[BEGIN Extract]

The purpose of this article is to provide guidance on how you can analyse the results when running the Cluster Optimizer within the DotActiv software. 

Applicable Products: DotActiv Enterprise

The generated clusters grid is the first step in analysing clusters. You should first take note of the number of clusters it has suggested following by checking the number of stores it has put into each cluster, this eliminates the possibility of having a cluster for a small number of stores. We will then have a look at the store sizes within the clusters, this will help us assess the profiles of the store that ties in with the region. 

The ability to see which stores in a specific region fall into a certain cluster, allows you to classify them as premium, mid-tier, economy or low-economy stores, and therefore cluster accordingly. 

Lastly, the generated clusters grid also provides you with the NOD suggested per cluster, this allows you to pre-analyse the planograms you will need to build or assign to that specific cluster.

How To Analyse The Silhouette Coefficient 

The silhouette coefficient is a method to help validate the consistency between clusters and how compact the clusters are. The graph is used to determine the number of clusters that will best suit the category, the range and shopping behaviour (buying more premium products or more economy within the category).

The score ranges between -1 and 1, where the optimum number of clusters is based on the horizontal bars, the bar closest to 1 is the most optimal.

A score of 1 means the clusters are separated from each other and have definite differences between the clusters.

A score of 0 or negative means the clusters are overlapping and there are similarities between the clusters with no distinct consumer preferences.

[END Extract]
[BEGIN Excerpted records]

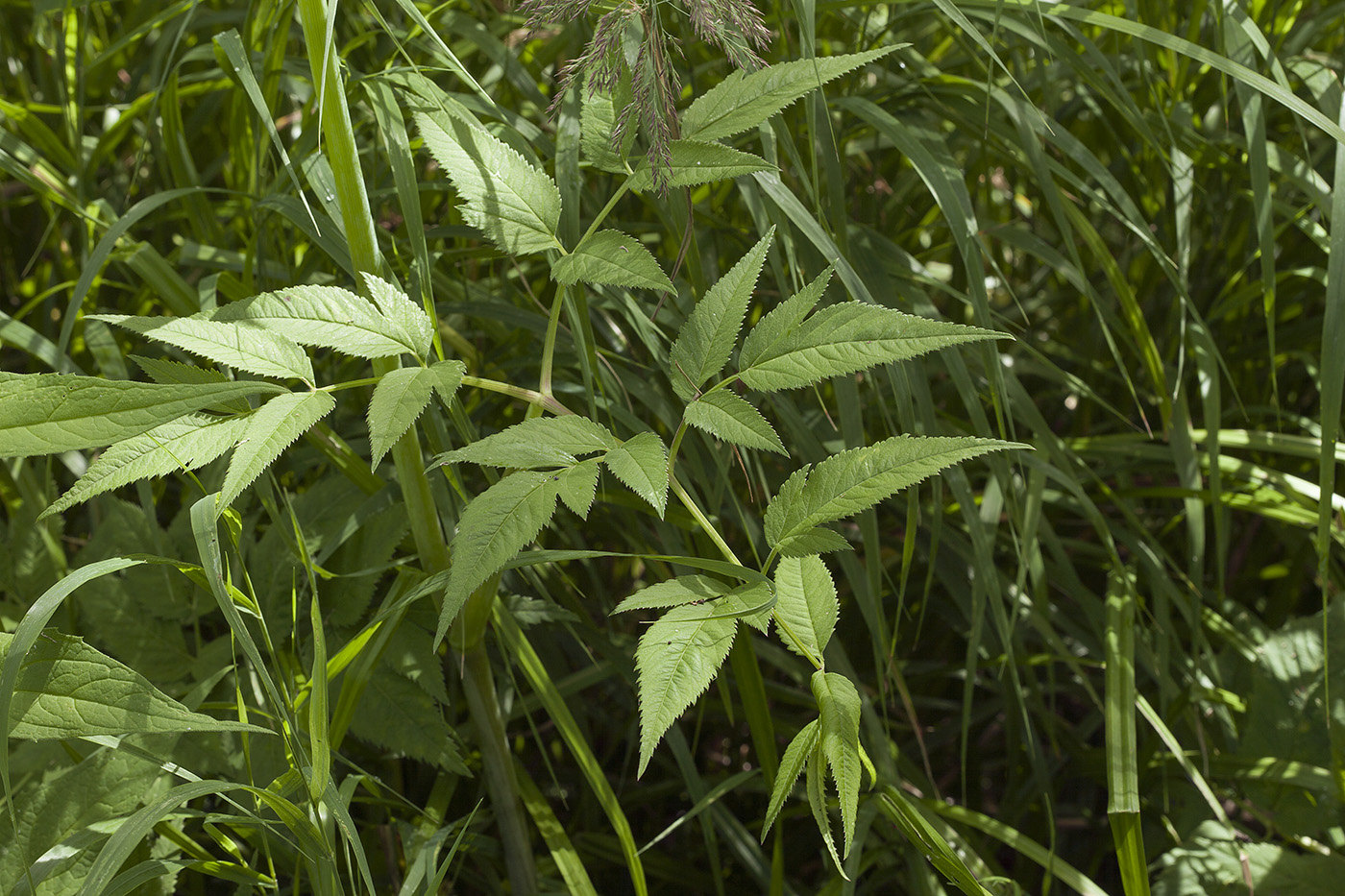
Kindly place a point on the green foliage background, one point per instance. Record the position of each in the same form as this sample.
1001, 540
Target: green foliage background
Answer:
1112, 665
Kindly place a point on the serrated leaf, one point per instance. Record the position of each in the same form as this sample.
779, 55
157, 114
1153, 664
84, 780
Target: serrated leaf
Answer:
791, 765
403, 314
517, 206
271, 429
676, 660
188, 443
497, 525
846, 338
674, 593
642, 463
399, 399
729, 417
577, 486
840, 741
806, 604
857, 479
326, 316
611, 257
541, 442
706, 339
49, 413
744, 100
696, 161
67, 689
241, 346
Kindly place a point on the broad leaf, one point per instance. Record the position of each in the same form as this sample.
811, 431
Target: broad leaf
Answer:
246, 348
674, 593
66, 689
541, 442
397, 401
744, 100
676, 660
271, 429
49, 413
857, 479
696, 161
611, 257
517, 206
846, 338
642, 463
706, 339
728, 417
185, 443
326, 316
497, 525
791, 765
840, 742
806, 604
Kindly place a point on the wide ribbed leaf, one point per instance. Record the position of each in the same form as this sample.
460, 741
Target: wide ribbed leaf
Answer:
245, 348
857, 479
49, 413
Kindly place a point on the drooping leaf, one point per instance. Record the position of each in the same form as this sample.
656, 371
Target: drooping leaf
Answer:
67, 689
271, 429
857, 479
642, 463
397, 401
791, 765
614, 258
846, 338
188, 443
517, 206
806, 604
49, 413
497, 525
676, 660
674, 593
729, 417
541, 442
706, 339
744, 100
246, 348
326, 316
696, 161
840, 741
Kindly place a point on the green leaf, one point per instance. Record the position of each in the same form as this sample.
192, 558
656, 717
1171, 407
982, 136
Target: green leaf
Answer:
642, 463
397, 401
577, 486
696, 161
676, 660
806, 604
494, 527
49, 413
706, 339
840, 720
252, 349
846, 338
674, 593
517, 206
185, 443
541, 442
857, 479
67, 689
271, 429
614, 258
326, 316
729, 417
795, 758
744, 100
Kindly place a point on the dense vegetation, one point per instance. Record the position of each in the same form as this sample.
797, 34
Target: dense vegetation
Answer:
271, 338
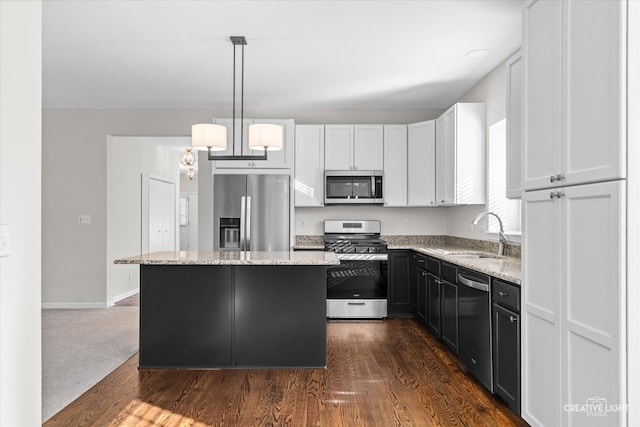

[END Excerpted records]

__Objective__
Rewrite the part of the Cluster Optimizer article from "The score ranges" up to and including "distinct consumer preferences.", substituting "vertical bars" for "horizontal bars".

__Answer to this exercise__
The score ranges between -1 and 1, where the optimum number of clusters is based on the vertical bars, the bar closest to 1 is the most optimal.

A score of 1 means the clusters are separated from each other and have definite differences between the clusters.

A score of 0 or negative means the clusters are overlapping and there are similarities between the clusters with no distinct consumer preferences.